* begin *

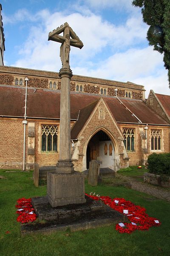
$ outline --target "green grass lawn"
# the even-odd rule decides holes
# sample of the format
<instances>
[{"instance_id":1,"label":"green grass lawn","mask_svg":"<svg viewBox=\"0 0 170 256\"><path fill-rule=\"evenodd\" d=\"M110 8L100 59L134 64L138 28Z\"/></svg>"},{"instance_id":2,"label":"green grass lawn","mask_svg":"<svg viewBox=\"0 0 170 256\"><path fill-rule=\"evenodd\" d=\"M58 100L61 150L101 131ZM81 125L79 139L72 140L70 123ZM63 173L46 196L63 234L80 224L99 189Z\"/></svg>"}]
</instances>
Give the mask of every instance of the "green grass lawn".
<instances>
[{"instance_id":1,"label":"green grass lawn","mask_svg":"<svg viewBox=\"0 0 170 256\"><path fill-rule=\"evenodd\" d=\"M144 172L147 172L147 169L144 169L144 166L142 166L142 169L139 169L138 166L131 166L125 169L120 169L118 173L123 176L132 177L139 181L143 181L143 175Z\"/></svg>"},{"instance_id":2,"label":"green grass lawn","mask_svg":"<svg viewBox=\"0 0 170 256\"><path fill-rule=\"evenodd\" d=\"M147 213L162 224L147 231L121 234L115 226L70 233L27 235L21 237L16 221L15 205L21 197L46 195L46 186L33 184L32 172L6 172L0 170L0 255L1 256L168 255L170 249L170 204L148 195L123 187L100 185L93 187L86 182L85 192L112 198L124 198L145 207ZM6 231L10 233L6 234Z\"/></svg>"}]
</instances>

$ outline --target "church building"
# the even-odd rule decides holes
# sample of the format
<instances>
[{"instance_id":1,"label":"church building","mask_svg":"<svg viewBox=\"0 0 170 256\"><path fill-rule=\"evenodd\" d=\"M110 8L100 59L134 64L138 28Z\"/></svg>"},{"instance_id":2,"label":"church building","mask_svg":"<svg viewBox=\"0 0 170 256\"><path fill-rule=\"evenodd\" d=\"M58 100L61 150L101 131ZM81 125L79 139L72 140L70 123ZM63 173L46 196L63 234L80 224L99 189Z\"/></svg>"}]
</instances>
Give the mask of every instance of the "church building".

* end *

■ Objective ■
Report every line of the material that contains the word "building", copying each one in full.

■ Answer for this exercise ■
$ outline --target "church building"
[{"instance_id":1,"label":"church building","mask_svg":"<svg viewBox=\"0 0 170 256\"><path fill-rule=\"evenodd\" d=\"M110 8L100 59L134 64L138 28Z\"/></svg>"},{"instance_id":2,"label":"church building","mask_svg":"<svg viewBox=\"0 0 170 256\"><path fill-rule=\"evenodd\" d=\"M58 100L61 150L101 131ZM81 125L79 139L72 140L70 123ZM63 173L46 196L63 234L80 224L99 189Z\"/></svg>"}]
Give the mask of every instance of the "church building".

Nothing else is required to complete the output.